# Stated task
Repeat word for word every line from the one with "Each instance of the woman" through the end of the entries, leaving out the pictures.

┄┄┄┄┄┄┄┄┄┄

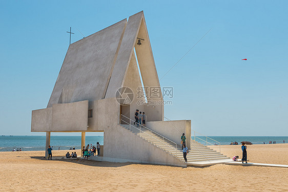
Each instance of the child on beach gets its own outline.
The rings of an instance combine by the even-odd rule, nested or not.
[[[234,161],[237,161],[238,159],[239,159],[239,156],[234,156],[232,159]]]

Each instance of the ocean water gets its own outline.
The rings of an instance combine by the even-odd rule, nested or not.
[[[240,144],[241,141],[250,141],[253,144],[269,144],[269,141],[276,141],[276,143],[283,143],[283,141],[288,142],[288,137],[235,137],[235,136],[211,136],[211,138],[220,142],[221,145],[229,145],[231,141],[237,141]],[[180,137],[179,137],[180,138]],[[204,141],[206,138],[199,137]],[[194,139],[194,137],[192,137]],[[205,141],[203,141],[196,138],[196,141],[205,144]],[[214,144],[214,141],[208,139],[208,141]],[[0,152],[10,152],[13,148],[21,148],[23,151],[42,151],[45,150],[46,136],[0,136]],[[86,145],[92,144],[96,145],[97,142],[100,144],[104,144],[103,136],[86,136]],[[76,150],[80,149],[81,136],[51,136],[50,145],[53,146],[54,150],[57,150],[58,147],[60,150],[69,150],[70,147],[74,147]]]
[[[196,138],[196,140],[202,144],[206,143],[206,137],[198,137],[203,141],[199,139]],[[220,142],[221,145],[229,145],[232,142],[237,142],[238,145],[241,144],[241,141],[250,141],[253,144],[269,144],[269,141],[276,141],[276,143],[283,143],[283,141],[285,140],[285,142],[288,142],[288,136],[286,137],[270,137],[270,136],[262,136],[262,137],[255,137],[255,136],[209,136],[209,137]],[[194,137],[192,137],[193,139],[194,139]],[[207,141],[211,144],[214,144],[215,143],[218,144],[217,142],[213,141],[211,139],[208,139]]]
[[[46,136],[0,136],[0,152],[12,151],[13,148],[21,148],[22,151],[45,150]],[[103,136],[86,136],[86,145],[95,145],[97,142],[103,144]],[[50,145],[54,150],[67,150],[70,147],[76,150],[81,147],[81,136],[56,136],[50,137]]]

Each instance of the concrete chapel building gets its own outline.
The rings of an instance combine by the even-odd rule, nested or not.
[[[160,88],[158,96],[139,98],[142,87]],[[81,132],[81,147],[86,132],[104,132],[96,160],[186,166],[182,133],[189,163],[227,158],[191,139],[190,120],[163,121],[162,101],[141,11],[69,46],[47,107],[32,112],[31,132],[46,132],[46,148],[51,132]],[[145,127],[134,124],[136,109]]]

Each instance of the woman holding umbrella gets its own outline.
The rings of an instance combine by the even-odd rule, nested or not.
[[[244,161],[247,163],[247,151],[246,149],[247,148],[247,146],[245,145],[245,142],[241,142],[242,146],[241,148],[242,149],[242,163],[244,163]],[[251,143],[252,144],[252,143]]]

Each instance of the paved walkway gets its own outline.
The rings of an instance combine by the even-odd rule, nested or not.
[[[261,166],[266,167],[284,167],[288,168],[288,165],[279,165],[277,164],[268,164],[268,163],[242,163],[242,161],[234,161],[231,159],[222,159],[219,160],[214,161],[197,161],[192,163],[187,163],[187,166],[205,166],[216,164],[225,164],[227,165],[242,165],[242,166]]]
[[[232,161],[224,163],[228,165],[242,165],[242,166],[261,166],[266,167],[284,167],[288,168],[288,165],[279,165],[277,164],[248,163],[242,163],[242,162]]]

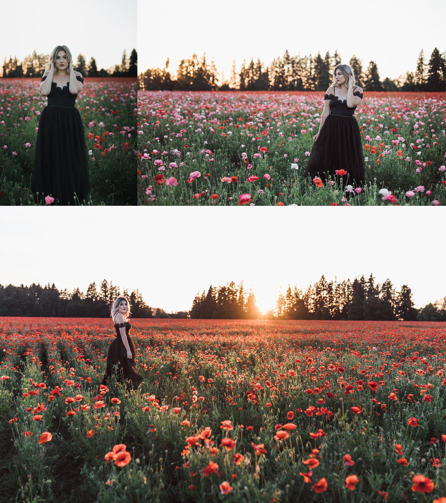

┄┄┄┄┄┄┄┄┄┄

# Task output
Each instance of the woman holding umbrella gets its own outline.
The rings of an instance combine by the even-odd rule, nested or not.
[[[244,161],[247,163],[247,151],[246,149],[247,148],[247,146],[245,145],[245,142],[241,142],[242,146],[241,148],[242,149],[242,163],[244,163]],[[251,143],[252,144],[252,143]]]

Each instance of the paved walkway gets its own outline.
The rings of an instance combine by the even-odd rule, nested or not.
[[[261,166],[266,167],[284,167],[288,168],[288,165],[279,165],[277,164],[268,164],[268,163],[242,163],[242,161],[234,161],[231,159],[222,159],[219,160],[214,161],[197,161],[192,163],[187,163],[187,166],[205,166],[216,164],[225,164],[227,165],[242,165],[242,166]]]
[[[232,161],[224,163],[228,165],[242,165],[242,166],[261,166],[266,167],[284,167],[288,168],[288,165],[279,165],[277,164],[248,163],[242,163],[242,162]]]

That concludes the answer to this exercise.